Gather every line in the records below that contains the word "cleaning", copying each one in full.

(Material)
————

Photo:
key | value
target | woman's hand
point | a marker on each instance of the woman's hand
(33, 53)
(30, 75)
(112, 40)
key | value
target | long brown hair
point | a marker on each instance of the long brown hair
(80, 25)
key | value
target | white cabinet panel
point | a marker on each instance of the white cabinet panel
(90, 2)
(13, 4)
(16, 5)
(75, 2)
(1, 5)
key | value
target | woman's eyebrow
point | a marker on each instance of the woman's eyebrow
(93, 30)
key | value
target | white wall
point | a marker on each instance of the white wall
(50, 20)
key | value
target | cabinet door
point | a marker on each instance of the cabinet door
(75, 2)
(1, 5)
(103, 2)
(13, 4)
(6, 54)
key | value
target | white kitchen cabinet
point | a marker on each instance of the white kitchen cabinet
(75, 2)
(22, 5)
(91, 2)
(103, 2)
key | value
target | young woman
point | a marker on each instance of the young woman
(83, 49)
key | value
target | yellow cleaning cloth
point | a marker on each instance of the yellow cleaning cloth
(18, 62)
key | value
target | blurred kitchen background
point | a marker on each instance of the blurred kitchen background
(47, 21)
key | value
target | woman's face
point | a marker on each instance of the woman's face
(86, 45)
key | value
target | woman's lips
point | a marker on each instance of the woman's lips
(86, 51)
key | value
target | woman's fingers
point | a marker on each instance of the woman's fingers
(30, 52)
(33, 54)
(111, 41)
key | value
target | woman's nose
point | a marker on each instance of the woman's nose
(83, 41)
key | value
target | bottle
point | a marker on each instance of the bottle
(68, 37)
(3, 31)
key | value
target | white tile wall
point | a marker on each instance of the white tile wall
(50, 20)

————

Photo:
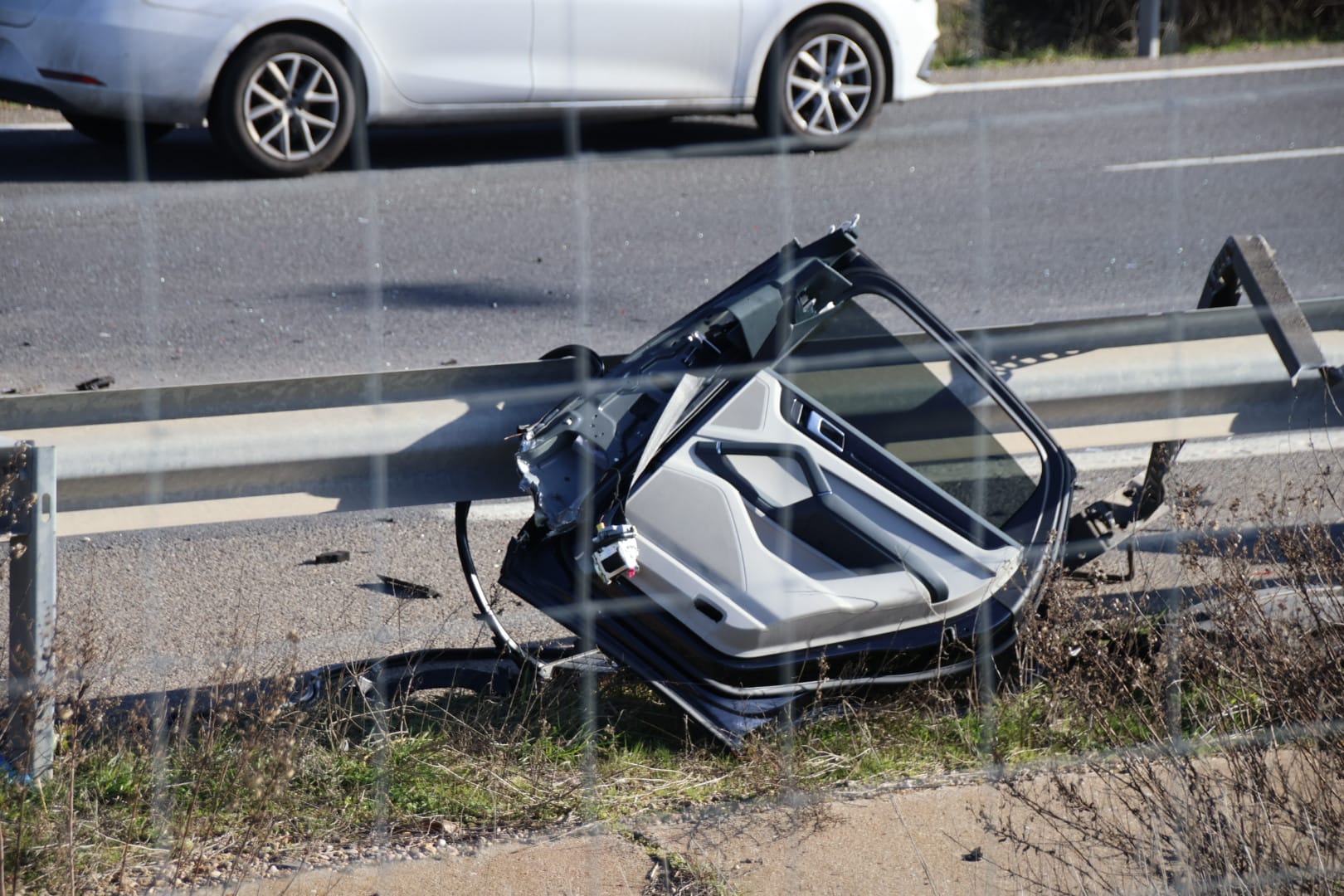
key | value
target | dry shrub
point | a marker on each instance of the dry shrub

————

(The result)
target | yellow cleaning cloth
point | a marker on each instance of the yellow cleaning cloth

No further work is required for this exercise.